*How to complete this task:*
With the pictures removed, please write out every line below exactly as given.

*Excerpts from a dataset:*
┏━━

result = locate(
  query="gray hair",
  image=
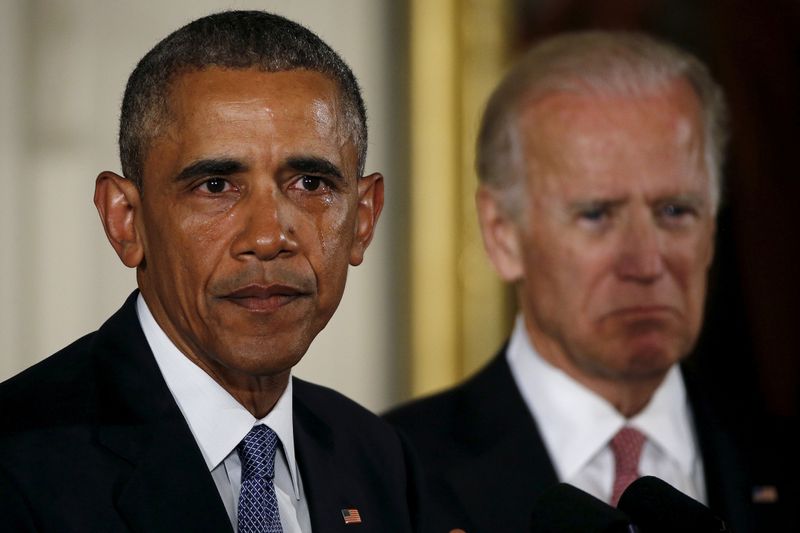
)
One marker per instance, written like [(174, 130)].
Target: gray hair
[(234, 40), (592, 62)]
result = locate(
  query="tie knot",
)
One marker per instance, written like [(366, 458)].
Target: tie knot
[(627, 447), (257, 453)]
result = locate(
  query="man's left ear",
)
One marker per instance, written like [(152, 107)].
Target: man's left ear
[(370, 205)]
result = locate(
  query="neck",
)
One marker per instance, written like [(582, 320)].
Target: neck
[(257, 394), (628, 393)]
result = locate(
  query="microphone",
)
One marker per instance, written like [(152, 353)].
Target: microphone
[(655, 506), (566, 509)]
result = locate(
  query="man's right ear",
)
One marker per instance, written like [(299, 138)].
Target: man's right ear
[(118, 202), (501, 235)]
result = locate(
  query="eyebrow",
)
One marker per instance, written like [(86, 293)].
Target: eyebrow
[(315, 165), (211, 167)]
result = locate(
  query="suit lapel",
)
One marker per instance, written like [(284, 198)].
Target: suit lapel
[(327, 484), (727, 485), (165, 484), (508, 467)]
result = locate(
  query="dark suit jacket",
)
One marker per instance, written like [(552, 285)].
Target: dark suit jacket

┗━━

*Answer to this problem:*
result = locate(
  query="gray hair",
  image=
)
One marker per instance, written like [(174, 130)].
Target: gray hair
[(234, 40), (592, 62)]
result = locate(
  query="tie knot",
)
One marker per instance, written like [(366, 458)].
Target: tie knot
[(627, 447), (257, 453)]
result = locate(
  query="man's left ear",
)
One marker per instance, written like [(152, 107)].
Target: man's left ear
[(370, 205)]
result = locate(
  query="neck",
)
One marker per instance, written like [(582, 320)].
Target: neck
[(257, 394), (628, 393)]
result = locate(
  query="microphone",
)
One marker per instance, written like [(152, 353)].
Target: microphone
[(655, 506), (566, 509)]
result = locate(
  query="man's right ear",
)
One marker per instance, written like [(299, 138)].
Target: man's right ear
[(118, 202), (501, 235)]
result = locate(
  query="eyebrow",
)
One marker per instance, written like [(86, 293)].
Target: eyebrow
[(315, 165), (211, 167)]
result = locate(
  query="suit lapel",
)
One marker per instance, written like [(284, 198)].
Target: suit lapel
[(327, 484), (727, 485), (165, 484), (508, 467)]
result = locate(
  query="dark suit jacket",
)
One marker per instance, written like [(552, 285)].
Target: dark suit jacket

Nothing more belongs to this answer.